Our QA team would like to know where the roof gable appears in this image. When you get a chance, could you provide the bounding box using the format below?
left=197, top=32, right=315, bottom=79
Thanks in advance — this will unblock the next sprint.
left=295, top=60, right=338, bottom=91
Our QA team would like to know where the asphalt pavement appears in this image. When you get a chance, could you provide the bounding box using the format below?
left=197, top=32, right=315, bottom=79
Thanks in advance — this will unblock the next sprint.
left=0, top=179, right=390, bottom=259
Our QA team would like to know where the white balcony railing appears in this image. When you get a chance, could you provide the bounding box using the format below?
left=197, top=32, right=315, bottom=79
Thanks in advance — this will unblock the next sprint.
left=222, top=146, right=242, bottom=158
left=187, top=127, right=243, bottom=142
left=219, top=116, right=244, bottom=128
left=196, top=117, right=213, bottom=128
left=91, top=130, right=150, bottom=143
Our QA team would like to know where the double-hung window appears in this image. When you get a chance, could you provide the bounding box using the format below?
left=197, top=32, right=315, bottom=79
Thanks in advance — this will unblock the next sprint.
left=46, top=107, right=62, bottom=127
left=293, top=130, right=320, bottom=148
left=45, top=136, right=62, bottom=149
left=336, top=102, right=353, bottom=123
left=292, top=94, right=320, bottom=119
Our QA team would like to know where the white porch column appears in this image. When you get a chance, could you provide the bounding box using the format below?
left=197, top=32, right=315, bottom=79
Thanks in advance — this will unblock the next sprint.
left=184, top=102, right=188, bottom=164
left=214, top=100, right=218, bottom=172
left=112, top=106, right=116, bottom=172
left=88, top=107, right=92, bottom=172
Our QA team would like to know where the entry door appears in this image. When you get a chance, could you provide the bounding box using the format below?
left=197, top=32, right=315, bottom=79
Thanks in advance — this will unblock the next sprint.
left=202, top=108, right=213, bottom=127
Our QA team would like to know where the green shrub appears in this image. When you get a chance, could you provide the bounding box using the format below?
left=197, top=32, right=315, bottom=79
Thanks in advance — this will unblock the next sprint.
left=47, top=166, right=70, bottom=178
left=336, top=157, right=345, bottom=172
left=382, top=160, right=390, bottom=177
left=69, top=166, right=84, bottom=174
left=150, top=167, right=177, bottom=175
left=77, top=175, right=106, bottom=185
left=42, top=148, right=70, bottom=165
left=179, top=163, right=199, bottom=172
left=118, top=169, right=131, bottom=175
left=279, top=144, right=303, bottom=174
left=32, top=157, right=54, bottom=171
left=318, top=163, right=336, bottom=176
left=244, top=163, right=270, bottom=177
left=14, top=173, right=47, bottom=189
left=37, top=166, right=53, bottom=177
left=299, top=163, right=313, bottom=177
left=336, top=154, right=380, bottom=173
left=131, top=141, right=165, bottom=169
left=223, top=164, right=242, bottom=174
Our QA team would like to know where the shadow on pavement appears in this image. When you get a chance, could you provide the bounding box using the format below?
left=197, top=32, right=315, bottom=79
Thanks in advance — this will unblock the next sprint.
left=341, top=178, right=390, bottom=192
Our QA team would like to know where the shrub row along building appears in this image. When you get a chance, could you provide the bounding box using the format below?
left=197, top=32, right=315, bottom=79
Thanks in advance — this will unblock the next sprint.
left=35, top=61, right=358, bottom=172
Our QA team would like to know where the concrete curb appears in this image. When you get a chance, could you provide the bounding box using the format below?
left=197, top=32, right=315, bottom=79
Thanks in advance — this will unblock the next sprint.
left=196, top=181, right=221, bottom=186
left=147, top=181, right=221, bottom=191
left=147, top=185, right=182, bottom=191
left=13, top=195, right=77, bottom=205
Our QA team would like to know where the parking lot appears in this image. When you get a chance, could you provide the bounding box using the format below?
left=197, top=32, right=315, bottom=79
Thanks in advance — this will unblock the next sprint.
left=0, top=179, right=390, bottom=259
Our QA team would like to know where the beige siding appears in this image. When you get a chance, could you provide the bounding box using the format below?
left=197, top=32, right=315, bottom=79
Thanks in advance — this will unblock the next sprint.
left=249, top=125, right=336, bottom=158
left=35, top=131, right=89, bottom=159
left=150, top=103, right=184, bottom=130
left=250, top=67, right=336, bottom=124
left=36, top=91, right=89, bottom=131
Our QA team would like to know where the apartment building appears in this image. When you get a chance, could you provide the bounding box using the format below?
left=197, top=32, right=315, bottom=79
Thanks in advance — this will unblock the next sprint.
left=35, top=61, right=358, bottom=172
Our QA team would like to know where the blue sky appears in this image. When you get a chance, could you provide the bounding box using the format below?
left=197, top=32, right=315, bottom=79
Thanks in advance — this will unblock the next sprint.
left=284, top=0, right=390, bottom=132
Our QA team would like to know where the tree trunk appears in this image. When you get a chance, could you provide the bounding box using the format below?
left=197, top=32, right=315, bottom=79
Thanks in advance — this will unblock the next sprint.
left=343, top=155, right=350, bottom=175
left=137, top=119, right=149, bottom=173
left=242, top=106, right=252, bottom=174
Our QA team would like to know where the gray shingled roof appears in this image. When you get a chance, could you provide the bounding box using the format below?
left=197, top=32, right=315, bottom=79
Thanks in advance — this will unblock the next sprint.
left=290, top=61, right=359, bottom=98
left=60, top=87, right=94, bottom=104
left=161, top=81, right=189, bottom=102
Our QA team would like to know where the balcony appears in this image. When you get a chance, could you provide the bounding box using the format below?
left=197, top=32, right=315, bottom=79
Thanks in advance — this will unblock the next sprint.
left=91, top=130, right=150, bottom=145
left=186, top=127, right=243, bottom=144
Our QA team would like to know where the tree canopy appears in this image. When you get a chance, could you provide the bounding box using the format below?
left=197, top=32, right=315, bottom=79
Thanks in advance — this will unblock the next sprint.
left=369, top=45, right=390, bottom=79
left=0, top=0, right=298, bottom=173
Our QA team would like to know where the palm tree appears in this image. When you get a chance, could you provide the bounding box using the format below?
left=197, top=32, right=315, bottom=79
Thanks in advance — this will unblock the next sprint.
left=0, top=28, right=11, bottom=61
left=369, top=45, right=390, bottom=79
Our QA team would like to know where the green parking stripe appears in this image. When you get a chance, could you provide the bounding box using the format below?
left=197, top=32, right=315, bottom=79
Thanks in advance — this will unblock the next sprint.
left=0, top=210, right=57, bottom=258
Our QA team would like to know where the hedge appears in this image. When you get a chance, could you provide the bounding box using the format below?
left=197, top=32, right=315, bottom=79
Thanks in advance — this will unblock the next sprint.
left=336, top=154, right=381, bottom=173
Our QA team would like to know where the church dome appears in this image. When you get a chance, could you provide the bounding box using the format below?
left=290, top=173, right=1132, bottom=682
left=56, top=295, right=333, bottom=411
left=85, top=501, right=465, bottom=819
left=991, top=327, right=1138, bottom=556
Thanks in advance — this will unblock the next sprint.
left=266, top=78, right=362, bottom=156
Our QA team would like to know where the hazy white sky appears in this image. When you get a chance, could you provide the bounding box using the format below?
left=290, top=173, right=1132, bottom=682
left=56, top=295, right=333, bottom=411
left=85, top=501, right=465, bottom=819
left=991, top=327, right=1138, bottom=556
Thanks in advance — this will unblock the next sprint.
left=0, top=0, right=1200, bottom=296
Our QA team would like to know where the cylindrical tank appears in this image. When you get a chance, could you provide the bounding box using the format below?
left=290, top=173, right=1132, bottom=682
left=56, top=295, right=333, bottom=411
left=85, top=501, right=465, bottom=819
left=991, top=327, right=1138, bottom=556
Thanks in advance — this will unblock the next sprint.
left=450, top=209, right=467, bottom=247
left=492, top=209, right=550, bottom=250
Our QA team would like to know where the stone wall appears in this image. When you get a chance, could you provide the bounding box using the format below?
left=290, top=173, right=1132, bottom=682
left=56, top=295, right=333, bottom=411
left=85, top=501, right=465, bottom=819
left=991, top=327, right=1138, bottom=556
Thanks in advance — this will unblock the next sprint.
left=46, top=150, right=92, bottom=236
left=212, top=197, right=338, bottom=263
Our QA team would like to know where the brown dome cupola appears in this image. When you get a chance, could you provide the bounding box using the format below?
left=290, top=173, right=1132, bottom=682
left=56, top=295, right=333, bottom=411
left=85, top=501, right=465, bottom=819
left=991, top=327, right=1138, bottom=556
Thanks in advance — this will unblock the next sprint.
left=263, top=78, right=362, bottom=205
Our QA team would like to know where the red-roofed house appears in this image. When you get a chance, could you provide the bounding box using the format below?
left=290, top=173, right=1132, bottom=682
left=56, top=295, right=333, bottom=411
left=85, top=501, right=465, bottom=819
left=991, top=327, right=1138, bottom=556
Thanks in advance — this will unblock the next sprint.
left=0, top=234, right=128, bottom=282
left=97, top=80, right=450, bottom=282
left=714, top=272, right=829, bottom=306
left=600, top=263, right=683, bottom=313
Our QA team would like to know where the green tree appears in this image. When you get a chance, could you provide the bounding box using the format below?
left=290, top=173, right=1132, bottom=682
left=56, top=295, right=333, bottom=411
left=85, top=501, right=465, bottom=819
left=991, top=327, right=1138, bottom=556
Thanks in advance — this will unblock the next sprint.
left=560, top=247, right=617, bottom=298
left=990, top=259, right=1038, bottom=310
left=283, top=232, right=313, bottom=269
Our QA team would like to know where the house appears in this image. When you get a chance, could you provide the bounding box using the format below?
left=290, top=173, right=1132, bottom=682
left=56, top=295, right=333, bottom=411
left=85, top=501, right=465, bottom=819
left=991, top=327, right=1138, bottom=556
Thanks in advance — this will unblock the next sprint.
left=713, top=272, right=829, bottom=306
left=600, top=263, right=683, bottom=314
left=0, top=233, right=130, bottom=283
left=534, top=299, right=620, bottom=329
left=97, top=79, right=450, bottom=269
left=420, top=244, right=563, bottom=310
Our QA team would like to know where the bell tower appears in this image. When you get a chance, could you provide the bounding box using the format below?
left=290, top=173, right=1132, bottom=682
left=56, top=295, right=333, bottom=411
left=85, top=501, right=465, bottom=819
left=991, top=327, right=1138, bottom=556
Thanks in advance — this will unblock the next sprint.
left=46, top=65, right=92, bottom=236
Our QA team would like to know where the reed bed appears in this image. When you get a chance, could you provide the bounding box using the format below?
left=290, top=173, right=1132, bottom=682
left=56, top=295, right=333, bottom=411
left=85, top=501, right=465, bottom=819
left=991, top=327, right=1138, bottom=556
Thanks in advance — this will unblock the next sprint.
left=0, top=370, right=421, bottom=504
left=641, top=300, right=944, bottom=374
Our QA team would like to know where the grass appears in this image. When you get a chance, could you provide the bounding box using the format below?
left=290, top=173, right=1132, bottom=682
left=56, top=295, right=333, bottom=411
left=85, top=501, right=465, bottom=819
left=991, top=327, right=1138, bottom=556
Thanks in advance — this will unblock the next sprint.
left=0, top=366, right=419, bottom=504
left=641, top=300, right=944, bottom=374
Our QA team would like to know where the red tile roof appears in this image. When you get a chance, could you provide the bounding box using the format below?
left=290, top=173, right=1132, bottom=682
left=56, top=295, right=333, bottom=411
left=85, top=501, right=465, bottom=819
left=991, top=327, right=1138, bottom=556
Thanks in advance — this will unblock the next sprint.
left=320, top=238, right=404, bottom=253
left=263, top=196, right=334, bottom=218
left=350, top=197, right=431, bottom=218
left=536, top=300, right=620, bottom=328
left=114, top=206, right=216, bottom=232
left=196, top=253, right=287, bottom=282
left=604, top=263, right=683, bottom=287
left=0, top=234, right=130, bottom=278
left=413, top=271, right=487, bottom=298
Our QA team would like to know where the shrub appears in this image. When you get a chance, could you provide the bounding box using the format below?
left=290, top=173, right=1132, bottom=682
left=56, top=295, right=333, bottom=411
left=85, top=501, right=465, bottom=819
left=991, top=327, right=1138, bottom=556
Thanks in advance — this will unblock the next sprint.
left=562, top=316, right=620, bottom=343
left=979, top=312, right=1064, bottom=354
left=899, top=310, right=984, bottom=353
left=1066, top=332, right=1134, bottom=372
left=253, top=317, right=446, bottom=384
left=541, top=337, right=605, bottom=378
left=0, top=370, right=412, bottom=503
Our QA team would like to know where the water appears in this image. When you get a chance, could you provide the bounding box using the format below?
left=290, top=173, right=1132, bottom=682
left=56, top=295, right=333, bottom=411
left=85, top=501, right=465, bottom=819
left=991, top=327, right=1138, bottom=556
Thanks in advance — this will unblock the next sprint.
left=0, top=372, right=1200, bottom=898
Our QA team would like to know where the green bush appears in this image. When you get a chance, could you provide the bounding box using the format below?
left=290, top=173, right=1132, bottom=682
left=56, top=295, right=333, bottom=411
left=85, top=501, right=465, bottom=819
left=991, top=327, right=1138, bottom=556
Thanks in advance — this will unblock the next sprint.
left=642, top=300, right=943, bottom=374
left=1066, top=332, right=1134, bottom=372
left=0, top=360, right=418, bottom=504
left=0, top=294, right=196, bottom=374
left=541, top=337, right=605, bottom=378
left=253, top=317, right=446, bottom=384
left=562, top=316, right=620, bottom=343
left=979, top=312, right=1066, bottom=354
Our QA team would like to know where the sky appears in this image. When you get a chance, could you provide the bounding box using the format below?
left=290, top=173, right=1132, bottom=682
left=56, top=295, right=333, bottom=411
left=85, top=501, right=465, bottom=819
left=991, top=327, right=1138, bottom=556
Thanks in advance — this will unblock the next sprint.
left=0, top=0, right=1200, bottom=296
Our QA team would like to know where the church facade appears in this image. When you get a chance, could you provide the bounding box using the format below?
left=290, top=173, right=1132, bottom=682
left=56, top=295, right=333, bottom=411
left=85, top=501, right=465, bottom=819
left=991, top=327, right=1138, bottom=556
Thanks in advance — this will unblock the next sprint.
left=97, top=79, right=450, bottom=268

══════

EL ENCARGO: Reescribe, por favor, las líneas que van desde el principio hasta la que contiene "left=91, top=130, right=150, bottom=143", ambas incluidas, como un CSV de dos columnas llamadas texto y respuesta. Pon una fila por cada texto con su respuesta, cada uno en un solo campo entre comillas y con los saltos de línea cambiados por espacios.

RESPUESTA AL ENCARGO:
texto,respuesta
"Our QA team would like to know where the roof gable appears in this image. When you get a chance, could you provide the bounding box using the format below? left=197, top=32, right=315, bottom=79 Thanks in advance — this will unblock the next sprint.","left=295, top=60, right=338, bottom=91"
"Our QA team would like to know where the asphalt pavement appears in this image. When you get a chance, could you provide the bounding box using the format below? left=197, top=32, right=315, bottom=79 Thanks in advance — this will unblock the next sprint.","left=0, top=179, right=390, bottom=259"
"Our QA team would like to know where the white balcony railing appears in this image. When you get a chance, could you provide the bounding box using the format below? left=197, top=32, right=315, bottom=79 Thanks in advance — this will unblock the next sprint.","left=222, top=146, right=242, bottom=158 left=187, top=127, right=243, bottom=142 left=219, top=116, right=244, bottom=128 left=196, top=117, right=213, bottom=128 left=91, top=130, right=150, bottom=143"